> _Your instructions_
Records follow. Copy every line with "small".

(Natural-language object grounding data)
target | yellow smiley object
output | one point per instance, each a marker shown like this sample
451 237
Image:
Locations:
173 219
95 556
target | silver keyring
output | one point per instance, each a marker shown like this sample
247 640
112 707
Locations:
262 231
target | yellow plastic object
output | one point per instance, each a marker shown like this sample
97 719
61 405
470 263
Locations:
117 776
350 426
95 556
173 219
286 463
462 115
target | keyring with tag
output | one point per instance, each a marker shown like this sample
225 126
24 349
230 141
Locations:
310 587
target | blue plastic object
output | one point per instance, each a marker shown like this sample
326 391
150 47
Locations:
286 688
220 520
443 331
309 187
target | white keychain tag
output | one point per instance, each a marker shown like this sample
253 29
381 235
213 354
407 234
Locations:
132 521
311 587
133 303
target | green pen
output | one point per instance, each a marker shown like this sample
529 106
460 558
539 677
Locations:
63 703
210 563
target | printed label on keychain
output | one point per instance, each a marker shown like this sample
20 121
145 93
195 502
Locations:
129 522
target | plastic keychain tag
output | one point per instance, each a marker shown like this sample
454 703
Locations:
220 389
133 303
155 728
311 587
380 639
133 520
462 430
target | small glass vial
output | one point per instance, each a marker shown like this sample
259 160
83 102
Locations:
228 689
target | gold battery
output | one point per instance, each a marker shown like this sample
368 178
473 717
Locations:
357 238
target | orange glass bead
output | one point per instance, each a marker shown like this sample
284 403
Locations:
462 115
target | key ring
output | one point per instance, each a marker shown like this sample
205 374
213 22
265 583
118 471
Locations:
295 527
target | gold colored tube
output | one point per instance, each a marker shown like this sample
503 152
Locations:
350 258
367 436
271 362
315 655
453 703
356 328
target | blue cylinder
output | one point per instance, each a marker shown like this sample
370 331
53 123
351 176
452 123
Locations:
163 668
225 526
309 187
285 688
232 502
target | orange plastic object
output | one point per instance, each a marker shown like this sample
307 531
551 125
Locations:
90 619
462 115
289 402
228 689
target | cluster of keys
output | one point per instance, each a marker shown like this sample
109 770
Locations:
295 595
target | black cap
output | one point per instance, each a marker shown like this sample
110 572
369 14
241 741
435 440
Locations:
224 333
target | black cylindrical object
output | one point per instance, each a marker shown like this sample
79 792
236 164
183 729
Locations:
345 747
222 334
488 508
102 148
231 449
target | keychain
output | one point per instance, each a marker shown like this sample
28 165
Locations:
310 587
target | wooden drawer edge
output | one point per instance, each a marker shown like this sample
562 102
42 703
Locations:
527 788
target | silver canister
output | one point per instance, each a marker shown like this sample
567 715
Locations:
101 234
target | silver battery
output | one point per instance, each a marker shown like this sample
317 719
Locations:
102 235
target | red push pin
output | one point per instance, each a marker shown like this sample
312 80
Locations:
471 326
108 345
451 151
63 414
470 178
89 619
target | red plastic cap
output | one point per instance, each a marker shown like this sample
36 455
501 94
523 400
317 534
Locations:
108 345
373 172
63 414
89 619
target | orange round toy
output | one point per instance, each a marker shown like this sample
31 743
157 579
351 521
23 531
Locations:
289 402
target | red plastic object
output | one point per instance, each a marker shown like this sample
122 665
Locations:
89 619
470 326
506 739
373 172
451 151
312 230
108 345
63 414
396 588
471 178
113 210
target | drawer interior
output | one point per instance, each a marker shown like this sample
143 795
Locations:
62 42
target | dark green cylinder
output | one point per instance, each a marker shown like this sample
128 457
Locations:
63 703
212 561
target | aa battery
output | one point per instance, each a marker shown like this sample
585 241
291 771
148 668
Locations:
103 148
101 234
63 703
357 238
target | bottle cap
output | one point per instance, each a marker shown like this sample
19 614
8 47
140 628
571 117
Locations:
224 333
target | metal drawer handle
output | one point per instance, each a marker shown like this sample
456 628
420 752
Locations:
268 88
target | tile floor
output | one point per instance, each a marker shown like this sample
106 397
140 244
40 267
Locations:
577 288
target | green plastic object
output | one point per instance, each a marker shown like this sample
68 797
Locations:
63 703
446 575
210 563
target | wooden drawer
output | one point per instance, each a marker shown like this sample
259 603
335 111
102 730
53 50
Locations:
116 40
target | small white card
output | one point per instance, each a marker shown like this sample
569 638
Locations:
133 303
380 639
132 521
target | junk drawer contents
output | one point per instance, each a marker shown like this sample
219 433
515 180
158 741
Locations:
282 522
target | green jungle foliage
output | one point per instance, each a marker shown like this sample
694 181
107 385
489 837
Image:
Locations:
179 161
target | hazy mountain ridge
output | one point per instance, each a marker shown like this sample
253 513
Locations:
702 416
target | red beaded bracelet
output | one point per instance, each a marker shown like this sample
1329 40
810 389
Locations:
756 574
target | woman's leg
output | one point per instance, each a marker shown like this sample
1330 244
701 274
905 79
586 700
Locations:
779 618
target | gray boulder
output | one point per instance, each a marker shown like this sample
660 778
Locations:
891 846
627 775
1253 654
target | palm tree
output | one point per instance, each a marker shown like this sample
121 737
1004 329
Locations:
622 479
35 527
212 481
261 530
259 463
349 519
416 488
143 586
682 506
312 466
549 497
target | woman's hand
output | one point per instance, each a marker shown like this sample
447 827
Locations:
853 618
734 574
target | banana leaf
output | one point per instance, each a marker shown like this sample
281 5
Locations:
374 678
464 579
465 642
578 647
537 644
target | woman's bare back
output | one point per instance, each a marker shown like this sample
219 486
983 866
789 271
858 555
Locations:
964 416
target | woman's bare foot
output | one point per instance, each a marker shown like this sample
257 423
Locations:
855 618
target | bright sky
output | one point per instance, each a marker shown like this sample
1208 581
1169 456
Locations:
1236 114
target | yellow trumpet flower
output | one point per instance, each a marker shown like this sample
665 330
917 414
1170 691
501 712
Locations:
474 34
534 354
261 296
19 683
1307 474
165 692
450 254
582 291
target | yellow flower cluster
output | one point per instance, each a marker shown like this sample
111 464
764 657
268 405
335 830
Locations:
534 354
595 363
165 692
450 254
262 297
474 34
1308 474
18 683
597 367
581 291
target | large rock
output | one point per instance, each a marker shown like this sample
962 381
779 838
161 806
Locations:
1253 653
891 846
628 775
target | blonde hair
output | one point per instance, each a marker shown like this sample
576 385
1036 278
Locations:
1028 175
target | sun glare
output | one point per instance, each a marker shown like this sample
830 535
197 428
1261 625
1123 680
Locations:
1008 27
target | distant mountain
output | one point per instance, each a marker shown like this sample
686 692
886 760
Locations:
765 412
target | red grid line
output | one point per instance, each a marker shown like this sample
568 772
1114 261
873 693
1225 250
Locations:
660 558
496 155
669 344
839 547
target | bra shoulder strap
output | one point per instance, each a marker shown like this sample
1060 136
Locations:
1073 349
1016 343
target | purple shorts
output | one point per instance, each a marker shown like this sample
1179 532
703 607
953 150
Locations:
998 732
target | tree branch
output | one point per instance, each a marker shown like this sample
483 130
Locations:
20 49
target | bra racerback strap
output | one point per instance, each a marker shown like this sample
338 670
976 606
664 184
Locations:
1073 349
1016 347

> _Solution to this exercise_
target | small glass vial
target | small white card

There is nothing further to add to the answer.